[Items from a dataset]
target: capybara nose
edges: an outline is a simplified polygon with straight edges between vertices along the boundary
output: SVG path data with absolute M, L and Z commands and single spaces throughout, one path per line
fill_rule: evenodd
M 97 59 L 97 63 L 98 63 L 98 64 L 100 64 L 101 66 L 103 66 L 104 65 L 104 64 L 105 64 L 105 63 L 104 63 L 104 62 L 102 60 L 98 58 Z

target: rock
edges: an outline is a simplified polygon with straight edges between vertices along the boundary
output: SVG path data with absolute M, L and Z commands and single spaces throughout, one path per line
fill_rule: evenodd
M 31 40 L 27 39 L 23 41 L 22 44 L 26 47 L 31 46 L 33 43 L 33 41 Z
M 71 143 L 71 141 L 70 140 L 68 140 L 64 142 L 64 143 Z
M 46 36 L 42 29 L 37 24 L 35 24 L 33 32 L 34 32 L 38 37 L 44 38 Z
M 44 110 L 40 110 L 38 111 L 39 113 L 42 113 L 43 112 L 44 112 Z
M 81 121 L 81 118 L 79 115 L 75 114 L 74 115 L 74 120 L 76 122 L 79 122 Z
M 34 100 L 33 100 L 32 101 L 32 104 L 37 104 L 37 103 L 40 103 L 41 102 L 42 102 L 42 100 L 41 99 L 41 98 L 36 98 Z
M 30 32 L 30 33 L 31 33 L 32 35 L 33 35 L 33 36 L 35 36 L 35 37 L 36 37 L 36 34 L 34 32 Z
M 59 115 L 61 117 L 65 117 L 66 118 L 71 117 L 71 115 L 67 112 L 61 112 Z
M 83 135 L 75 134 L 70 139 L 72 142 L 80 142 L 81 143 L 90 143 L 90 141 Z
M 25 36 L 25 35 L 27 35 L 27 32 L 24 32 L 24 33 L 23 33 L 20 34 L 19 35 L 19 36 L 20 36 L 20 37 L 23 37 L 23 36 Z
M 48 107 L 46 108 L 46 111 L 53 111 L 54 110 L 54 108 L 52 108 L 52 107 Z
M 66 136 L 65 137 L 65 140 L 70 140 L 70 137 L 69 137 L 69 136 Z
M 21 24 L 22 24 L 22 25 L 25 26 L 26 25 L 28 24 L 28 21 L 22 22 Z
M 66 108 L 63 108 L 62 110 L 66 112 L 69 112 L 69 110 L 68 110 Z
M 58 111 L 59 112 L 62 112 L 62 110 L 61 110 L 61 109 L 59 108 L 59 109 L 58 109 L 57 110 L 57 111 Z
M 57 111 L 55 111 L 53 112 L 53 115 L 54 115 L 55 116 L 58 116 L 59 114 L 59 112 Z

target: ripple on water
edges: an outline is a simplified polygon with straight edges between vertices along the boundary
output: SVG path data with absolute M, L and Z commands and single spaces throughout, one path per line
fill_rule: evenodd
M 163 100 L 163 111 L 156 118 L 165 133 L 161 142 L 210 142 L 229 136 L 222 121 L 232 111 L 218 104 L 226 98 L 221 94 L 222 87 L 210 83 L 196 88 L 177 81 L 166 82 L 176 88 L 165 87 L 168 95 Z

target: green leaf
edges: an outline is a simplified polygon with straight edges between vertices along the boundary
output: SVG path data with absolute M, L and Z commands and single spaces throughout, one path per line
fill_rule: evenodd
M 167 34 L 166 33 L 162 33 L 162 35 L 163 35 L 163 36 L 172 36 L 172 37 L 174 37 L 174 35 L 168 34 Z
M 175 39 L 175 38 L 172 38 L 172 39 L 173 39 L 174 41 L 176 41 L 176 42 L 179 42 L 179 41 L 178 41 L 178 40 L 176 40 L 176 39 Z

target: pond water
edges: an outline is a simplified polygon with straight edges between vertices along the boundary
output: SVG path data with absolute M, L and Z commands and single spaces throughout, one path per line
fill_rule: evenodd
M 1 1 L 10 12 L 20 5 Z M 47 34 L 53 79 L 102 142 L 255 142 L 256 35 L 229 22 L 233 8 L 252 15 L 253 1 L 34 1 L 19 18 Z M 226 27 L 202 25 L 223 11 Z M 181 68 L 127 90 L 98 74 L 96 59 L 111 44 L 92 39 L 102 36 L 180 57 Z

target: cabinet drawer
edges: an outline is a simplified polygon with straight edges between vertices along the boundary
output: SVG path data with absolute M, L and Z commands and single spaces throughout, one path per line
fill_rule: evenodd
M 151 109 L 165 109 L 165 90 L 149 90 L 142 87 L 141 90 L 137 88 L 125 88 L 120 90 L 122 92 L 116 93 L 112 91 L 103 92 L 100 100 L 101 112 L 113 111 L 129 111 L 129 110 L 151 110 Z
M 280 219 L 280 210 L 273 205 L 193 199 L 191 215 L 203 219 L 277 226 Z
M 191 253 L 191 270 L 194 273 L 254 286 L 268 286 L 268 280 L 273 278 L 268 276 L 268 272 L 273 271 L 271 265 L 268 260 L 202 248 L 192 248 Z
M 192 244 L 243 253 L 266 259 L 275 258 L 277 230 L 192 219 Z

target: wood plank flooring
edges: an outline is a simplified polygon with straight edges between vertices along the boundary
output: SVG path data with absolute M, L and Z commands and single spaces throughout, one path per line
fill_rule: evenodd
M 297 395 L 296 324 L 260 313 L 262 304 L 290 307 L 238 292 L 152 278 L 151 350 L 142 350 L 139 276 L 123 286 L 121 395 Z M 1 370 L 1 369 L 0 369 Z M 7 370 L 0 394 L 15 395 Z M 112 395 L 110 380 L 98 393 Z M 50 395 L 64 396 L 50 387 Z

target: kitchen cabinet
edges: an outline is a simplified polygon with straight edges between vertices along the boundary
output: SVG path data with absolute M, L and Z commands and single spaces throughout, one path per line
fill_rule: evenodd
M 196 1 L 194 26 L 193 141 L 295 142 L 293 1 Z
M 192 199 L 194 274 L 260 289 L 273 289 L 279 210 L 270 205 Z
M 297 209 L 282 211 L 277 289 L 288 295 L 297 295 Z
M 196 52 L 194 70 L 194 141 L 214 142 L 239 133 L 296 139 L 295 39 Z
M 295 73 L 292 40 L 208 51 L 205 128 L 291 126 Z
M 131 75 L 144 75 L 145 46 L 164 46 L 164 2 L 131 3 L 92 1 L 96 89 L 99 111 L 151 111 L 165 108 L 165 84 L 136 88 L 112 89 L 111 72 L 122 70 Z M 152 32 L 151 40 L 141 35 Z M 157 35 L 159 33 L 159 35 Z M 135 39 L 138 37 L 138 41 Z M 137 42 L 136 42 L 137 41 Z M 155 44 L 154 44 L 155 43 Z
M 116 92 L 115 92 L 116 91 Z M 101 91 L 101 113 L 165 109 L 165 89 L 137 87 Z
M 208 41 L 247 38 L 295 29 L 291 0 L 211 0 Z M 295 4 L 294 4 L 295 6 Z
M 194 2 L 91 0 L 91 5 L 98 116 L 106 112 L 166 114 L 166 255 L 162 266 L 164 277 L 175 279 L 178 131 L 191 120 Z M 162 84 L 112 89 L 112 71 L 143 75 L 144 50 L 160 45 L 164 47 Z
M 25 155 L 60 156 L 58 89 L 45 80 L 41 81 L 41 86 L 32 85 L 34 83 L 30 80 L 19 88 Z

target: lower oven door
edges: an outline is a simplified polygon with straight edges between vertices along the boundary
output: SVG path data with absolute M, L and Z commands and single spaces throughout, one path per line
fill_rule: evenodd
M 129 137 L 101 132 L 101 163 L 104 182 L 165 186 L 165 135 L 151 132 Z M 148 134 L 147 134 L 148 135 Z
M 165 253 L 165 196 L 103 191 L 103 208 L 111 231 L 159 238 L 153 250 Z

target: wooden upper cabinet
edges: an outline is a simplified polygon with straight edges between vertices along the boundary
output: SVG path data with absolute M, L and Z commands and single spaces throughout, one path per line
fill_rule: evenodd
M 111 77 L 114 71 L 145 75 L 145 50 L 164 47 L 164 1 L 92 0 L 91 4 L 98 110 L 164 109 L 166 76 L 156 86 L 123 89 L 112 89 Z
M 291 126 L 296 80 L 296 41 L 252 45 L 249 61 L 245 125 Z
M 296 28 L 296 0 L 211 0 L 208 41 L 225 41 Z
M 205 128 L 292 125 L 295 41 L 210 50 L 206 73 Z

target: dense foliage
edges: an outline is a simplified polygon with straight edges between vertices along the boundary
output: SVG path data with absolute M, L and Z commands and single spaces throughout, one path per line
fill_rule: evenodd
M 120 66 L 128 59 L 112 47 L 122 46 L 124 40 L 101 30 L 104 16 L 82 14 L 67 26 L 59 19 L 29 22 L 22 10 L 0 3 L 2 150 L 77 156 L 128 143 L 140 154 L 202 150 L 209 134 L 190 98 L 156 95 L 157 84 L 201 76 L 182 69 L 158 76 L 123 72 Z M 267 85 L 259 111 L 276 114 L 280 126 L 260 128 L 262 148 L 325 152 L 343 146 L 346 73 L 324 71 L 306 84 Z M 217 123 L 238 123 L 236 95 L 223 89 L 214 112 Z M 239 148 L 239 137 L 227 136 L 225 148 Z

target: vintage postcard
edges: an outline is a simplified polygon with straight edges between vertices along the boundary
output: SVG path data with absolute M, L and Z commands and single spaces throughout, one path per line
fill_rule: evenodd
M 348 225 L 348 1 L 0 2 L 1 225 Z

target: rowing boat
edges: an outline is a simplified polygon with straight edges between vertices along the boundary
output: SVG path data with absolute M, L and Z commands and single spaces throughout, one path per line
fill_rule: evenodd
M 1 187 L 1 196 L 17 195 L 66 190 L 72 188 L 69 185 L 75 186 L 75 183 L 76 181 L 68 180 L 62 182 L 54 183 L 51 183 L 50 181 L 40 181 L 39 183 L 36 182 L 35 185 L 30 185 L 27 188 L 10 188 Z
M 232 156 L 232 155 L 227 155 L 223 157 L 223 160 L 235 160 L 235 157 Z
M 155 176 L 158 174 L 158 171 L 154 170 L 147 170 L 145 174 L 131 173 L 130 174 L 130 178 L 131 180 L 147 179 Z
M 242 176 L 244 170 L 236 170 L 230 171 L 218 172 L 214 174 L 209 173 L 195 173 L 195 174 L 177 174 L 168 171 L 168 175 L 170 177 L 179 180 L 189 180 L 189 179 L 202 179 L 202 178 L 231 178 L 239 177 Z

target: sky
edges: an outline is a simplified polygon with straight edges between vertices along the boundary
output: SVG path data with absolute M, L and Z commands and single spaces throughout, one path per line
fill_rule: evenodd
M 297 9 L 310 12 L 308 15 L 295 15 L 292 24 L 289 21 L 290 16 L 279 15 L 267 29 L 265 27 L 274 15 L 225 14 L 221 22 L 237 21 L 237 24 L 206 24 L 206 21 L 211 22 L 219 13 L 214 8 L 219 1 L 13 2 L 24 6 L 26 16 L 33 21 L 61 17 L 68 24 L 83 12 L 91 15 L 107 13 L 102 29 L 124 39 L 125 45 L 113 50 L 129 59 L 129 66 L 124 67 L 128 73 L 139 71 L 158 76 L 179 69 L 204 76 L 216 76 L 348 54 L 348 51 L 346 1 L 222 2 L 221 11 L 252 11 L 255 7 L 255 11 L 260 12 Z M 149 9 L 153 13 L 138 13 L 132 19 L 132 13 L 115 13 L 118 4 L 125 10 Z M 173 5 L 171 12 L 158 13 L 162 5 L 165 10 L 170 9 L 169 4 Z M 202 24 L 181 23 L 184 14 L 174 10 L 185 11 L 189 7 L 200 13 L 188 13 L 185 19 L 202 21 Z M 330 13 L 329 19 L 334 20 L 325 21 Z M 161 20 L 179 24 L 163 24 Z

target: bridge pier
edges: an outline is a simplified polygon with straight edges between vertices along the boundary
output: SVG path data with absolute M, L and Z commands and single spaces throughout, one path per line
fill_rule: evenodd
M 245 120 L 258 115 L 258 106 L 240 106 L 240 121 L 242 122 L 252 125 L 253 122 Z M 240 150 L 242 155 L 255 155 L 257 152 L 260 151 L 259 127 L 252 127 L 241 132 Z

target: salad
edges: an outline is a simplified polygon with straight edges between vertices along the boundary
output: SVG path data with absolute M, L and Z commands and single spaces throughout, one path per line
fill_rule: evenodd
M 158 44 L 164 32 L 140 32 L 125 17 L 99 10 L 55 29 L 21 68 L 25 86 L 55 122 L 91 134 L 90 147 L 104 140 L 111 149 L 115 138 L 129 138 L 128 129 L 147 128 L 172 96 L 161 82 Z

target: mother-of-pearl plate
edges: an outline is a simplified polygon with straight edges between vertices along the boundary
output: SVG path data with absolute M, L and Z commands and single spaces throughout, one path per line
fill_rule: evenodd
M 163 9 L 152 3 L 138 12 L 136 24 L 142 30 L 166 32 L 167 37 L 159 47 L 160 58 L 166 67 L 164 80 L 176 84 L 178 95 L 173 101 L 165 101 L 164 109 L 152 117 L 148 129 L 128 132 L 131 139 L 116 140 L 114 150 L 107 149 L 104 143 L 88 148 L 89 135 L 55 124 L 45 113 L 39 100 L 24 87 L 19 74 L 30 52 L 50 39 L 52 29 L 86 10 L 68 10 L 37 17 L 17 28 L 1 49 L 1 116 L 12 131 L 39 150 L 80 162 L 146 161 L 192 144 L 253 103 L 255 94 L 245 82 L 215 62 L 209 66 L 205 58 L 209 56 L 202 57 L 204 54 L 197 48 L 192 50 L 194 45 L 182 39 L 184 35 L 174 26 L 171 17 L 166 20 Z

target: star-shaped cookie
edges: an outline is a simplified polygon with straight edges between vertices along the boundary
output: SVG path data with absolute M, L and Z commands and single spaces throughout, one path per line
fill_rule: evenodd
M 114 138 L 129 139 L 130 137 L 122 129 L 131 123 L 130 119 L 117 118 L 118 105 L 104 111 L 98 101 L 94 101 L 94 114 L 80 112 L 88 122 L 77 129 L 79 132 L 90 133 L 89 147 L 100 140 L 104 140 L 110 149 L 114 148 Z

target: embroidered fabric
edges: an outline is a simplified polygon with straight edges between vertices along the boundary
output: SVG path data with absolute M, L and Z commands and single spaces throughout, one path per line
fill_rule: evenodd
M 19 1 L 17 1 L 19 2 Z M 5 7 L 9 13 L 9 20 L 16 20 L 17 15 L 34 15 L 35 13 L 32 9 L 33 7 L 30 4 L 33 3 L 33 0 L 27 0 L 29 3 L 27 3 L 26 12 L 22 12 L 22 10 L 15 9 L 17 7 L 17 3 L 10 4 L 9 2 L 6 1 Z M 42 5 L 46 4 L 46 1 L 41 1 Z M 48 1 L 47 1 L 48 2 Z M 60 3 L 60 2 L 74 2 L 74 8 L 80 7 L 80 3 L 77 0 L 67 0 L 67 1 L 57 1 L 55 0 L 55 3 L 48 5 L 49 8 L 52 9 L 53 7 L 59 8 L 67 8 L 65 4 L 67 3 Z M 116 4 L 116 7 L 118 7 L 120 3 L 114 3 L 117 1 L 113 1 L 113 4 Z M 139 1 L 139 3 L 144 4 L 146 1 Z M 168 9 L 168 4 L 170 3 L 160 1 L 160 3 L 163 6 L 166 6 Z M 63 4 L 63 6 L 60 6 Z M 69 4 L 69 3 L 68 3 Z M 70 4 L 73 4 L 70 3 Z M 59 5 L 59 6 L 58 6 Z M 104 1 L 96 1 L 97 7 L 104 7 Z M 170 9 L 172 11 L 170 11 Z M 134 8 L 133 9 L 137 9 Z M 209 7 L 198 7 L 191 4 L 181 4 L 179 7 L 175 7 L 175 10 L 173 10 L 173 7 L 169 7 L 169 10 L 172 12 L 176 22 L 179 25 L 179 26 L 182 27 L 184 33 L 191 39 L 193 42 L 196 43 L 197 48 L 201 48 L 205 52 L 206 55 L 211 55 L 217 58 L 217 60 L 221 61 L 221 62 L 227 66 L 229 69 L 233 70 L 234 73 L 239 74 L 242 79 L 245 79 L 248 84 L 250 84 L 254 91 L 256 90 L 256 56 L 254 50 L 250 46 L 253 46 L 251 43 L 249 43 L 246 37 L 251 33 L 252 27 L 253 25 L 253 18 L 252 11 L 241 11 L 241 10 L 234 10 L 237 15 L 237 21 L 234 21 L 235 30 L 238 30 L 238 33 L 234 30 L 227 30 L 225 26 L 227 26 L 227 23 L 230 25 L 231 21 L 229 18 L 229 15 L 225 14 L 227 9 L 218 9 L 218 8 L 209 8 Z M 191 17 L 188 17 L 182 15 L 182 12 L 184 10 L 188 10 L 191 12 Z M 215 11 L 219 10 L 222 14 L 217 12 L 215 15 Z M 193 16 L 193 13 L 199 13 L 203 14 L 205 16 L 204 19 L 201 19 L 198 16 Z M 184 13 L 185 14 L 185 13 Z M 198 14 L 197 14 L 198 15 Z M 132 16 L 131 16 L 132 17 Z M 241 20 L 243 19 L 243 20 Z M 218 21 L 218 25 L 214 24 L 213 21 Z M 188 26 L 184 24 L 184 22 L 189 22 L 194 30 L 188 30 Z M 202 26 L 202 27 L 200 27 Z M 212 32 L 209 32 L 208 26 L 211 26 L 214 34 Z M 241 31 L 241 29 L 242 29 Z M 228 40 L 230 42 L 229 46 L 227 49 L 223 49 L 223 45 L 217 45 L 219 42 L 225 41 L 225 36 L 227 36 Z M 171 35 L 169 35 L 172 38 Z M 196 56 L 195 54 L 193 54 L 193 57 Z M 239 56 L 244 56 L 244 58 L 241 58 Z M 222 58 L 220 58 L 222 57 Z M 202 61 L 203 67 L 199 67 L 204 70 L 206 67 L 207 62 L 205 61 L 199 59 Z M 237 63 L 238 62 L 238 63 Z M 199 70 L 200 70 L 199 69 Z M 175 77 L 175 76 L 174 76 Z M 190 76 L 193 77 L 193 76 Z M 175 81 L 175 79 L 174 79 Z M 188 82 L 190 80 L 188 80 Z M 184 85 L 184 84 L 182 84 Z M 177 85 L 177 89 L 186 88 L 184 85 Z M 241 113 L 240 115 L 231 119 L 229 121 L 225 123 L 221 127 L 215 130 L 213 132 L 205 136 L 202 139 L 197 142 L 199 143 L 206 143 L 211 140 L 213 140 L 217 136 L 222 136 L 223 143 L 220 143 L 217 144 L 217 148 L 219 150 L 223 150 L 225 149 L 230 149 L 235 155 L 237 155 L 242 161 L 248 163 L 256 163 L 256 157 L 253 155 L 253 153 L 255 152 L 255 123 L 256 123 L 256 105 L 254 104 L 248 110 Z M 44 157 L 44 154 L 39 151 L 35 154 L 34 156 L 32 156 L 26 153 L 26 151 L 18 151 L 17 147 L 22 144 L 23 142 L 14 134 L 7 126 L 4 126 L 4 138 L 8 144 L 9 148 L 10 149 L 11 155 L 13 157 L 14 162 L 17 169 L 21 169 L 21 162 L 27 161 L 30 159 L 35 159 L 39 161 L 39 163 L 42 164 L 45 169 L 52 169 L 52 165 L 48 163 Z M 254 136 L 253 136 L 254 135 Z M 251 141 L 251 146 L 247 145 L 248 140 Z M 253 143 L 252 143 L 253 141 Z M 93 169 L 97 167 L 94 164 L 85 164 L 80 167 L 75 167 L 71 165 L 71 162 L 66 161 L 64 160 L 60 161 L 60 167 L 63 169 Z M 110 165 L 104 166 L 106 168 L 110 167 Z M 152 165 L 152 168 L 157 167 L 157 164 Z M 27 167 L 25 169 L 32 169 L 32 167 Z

● **TASK REQUIREMENTS**: Reproduce the rows starting at the line that contains "target: lower oven door" and ending at the line that contains "M 165 253 L", renaming "simplified polygon" to "reduced polygon" and keeping all other text unchanged.

● **CORRECT RESULT**:
target: lower oven door
edges: an outline is a reduced polygon with straight edges between vertices along the boundary
output: SVG path data with absolute M, L and Z commands and single spaces throughout, one path per line
fill_rule: evenodd
M 129 137 L 101 132 L 101 163 L 104 182 L 165 186 L 165 135 L 151 132 Z M 148 134 L 147 134 L 148 135 Z
M 165 253 L 165 196 L 103 191 L 103 208 L 111 231 L 159 238 L 153 250 Z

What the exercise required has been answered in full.